What this exercise asks
**a.** In the tax avoidance text, from what date does the new GAAR apply to transactions?
**b.** Write out the tax avoidance text from "Once all these" to "purely tax driven.", substituting "revenue authority" for "Commissioner".

Provided text

A new General Anti-Avoidance Rule (GAAR) has been introduced and is applicable in respect of any transaction or any step therein or part thereof entered into on or after 2 November 2006 (the effective date). This means that if an arrangement was entered into before the effective date and a step therein or part thereof is entered into after the effective date, the new GAAR will not apply.
The motivation cited by SARS for the introduction of the new GAAR is the fact that, as a result of the increasingly sophisticated forms of tax avoidance implemented by taxpayers and their advisors; international developments; and the conflicting interpretation by the courts of the scope and meaning of s 103(1) the current GAAR has become a largely ineffective deterrent.
The new rules pertaining to the new GAAR is contained in a new Part IIA of Chapter III of the Income Tax Act, 58 of 1962 (the Act), comprising section 80A to 80L.
Impermissible avoidance arrangement
In order for the Commissioner to invoke the current GAAR contained in s 103(1) all of the following four requirements must be present:
• There must be a transaction, operation or scheme;
• Which has the effect of avoiding, reducing or postponing the liability for the payment of tax;
• It must have been entered into or carried out in a manner not normally employed for bona fide business purposes, other than obtaining a tax benefit or have created rights and obligations that would not normally be created between persons dealing at arm’s length (the abnormality requirements); and
• It must have been entered into solely or mainly for the purpose of obtaining a tax benefit.
Once all these requirements have been met the Commissioner is empowered to determine the tax liability of a taxpayer as if the transaction had not been entered into.
Although, in the new GAAR, these four essential elements have been retained they have been expanded upon and defined more clearly.
A transaction, operation or scheme is now termed an ‘arrangement’. This term also encompasses an agreement or understanding (whether enforceable or not), including all steps therein or parts thereof. The reason for the inclusion of the last mentioned phrase is due to the interpretation of the courts that if the overall scheme is not tax-motivated, individual steps, could not be attacked even if these specific steps were purely tax driven.
An ‘avoidance arrangement’ is defined as an arrangement which results in a tax benefit.
An ‘impermissible avoidance arrangement’, is as an avoidance arrangement where the sole or main purpose is to obtain a tax benefit and the following requirements are met:
• In the context of business:
– the avoidance arrangement was entered into or carried out by means or in a manner which would not normally be employed for bona fide business purposes (this requirement is the same as the abnormality requirement contained in s 103(1)); or
– the avoidance arrangement lacks commercial substance.

Entries provided
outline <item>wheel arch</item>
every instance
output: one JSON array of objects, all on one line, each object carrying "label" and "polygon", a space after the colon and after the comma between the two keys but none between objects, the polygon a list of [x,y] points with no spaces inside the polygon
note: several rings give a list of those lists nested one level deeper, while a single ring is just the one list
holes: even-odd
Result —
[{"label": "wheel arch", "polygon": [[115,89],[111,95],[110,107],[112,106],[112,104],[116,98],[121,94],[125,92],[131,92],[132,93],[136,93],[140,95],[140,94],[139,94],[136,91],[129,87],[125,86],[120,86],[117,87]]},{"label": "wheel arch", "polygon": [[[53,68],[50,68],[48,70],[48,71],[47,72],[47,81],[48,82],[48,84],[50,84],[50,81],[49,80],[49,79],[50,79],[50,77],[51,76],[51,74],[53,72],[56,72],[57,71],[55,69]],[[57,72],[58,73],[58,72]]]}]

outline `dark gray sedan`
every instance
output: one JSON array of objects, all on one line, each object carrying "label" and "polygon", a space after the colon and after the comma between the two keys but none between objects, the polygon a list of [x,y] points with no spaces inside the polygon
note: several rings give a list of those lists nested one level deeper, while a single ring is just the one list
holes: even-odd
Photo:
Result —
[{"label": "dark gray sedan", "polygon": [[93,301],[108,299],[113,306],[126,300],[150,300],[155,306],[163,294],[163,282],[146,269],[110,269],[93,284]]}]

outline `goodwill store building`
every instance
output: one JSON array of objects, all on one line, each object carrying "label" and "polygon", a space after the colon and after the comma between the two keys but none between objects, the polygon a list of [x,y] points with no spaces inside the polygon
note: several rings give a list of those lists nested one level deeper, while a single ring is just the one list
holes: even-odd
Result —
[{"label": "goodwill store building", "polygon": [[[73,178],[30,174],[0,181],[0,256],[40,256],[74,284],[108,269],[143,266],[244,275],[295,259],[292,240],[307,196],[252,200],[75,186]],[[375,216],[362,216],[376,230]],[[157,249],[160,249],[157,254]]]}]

Answers for this exercise
**a.** It applies to transactions, or steps or parts of them, entered into on or after 2 November 2006.

**b.**
Once all these requirements have been met the revenue authority is empowered to determine the tax liability of a taxpayer as if the transaction had not been entered into.
Although, in the new GAAR, these four essential elements have been retained they have been expanded upon and defined more clearly.
A transaction, operation or scheme is now termed an ‘arrangement’. This term also encompasses an agreement or understanding (whether enforceable or not), including all steps therein or parts thereof. The reason for the inclusion of the last mentioned phrase is due to the interpretation of the courts that if the overall scheme is not tax-motivated, individual steps, could not be attacked even if these specific steps were purely tax driven.